## TRECHO DA FONTE
Paul Krugman - NYT
As autoridades dos Estados Unidos geralmente são cautelosas sobre intervir nas discussões de políticas europeias. A União Europeia, afinal, é uma superpotência econômica por direito próprio --grande e rica demais para que os EUA tenham muita influência direta--, liderada por pessoas sofisticadas que devem ser capazes de administrar seus negócios. Por isso, é surpreendente saber que Jacob Lew, o secretário do Tesouro norte-americano, advertiu recentemente os europeus de que é melhor resolverem logo a situação da Grécia, para que não haja um "acidente" destrutivo.
Mas eu compreendo por que Lew disse isso.
Uma saída grega forçada do euro criaria enormes riscos políticos e
econômicos, apesar de a Europa parecer estar caminhando como sonâmbula
para esse final. Por isso, Lew se esforçou para fazer um chamado de
despertar.

## ENUNCIADO 1
Segundo o trecho da fonte, quem advertiu recentemente os europeus a resolver logo a situação da Grécia?
## ENUNCIADO 2
Escale os registros começando na linha que contém "Traffic cam feed: detect the dirt" e terminando no fim dos registros, ambas as pontas incluídas. Reproduza todas essas linhas e multiplique por 1,25 as coordenadas das caixas nas respostas, arredondando para inteiros com as metades para cima; o resto, inclusive os modelos de formato, fica como está.

## DADOS DE ENTRADA
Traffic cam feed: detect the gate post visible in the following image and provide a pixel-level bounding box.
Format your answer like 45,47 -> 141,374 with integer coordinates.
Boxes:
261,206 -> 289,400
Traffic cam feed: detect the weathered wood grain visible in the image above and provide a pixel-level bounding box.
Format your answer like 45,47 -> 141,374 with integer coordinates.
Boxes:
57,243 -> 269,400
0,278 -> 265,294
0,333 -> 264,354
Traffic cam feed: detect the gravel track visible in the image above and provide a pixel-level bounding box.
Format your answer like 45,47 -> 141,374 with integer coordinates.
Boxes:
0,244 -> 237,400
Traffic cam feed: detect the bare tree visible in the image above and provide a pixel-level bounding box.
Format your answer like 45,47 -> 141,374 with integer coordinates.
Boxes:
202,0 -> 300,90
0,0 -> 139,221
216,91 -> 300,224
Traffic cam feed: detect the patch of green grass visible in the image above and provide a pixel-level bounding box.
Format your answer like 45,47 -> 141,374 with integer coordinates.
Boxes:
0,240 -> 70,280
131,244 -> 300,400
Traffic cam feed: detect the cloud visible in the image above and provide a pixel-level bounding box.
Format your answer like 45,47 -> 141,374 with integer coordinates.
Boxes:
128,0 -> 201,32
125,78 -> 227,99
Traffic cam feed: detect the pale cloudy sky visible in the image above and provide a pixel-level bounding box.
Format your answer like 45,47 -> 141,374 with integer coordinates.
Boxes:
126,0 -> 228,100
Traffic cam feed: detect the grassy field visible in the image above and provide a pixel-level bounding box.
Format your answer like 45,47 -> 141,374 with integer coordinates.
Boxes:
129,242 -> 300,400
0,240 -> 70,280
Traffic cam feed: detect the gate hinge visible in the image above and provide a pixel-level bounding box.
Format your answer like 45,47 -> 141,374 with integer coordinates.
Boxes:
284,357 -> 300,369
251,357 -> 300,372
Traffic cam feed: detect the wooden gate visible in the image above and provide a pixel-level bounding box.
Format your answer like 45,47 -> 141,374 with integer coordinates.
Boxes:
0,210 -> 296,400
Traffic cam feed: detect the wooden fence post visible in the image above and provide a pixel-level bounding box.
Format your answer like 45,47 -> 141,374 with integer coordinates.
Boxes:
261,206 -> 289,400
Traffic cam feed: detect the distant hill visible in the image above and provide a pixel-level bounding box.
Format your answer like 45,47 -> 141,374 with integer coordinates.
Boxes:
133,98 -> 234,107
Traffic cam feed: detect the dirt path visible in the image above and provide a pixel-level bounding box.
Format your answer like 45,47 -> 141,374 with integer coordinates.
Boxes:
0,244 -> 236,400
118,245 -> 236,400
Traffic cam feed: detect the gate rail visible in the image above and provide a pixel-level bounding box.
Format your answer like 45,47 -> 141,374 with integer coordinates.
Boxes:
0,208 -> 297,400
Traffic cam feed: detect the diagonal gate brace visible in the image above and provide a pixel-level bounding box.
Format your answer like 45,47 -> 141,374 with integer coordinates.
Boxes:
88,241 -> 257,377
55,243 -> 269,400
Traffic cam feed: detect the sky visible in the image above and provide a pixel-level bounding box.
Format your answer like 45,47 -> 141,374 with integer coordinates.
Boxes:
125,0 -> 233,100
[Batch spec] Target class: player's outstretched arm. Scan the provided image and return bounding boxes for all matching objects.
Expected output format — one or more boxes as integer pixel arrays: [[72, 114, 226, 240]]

## RESOLUÇÃO ESCRITA 1
Jacob Lew, o secretário do Tesouro norte-americano.

## RESOLUÇÃO ESCRITA 2
Traffic cam feed: detect the dirt path visible in the image above and provide a pixel-level bounding box.
Format your answer like 45,47 -> 141,374 with integer coordinates.
Boxes:
0,305 -> 295,500
148,306 -> 295,500
Traffic cam feed: detect the gate rail visible in the image above and provide a pixel-level bounding box.
Format your answer like 45,47 -> 141,374 with integer coordinates.
Boxes:
0,260 -> 371,500
Traffic cam feed: detect the diagonal gate brace visible in the image above and provide a pixel-level bounding box.
Format your answer like 45,47 -> 141,374 with integer coordinates.
Boxes:
110,301 -> 321,471
69,304 -> 336,500
Traffic cam feed: detect the sky visible in the image above and provide a pixel-level bounding box.
Format your answer like 45,47 -> 141,374 with integer coordinates.
Boxes:
156,0 -> 291,125
[Batch spec] Target class: player's outstretched arm. Scan the provided image and return bounding boxes for all matching objects.
Expected output format — one or more boxes as integer pixel arrays: [[72, 114, 226, 240]]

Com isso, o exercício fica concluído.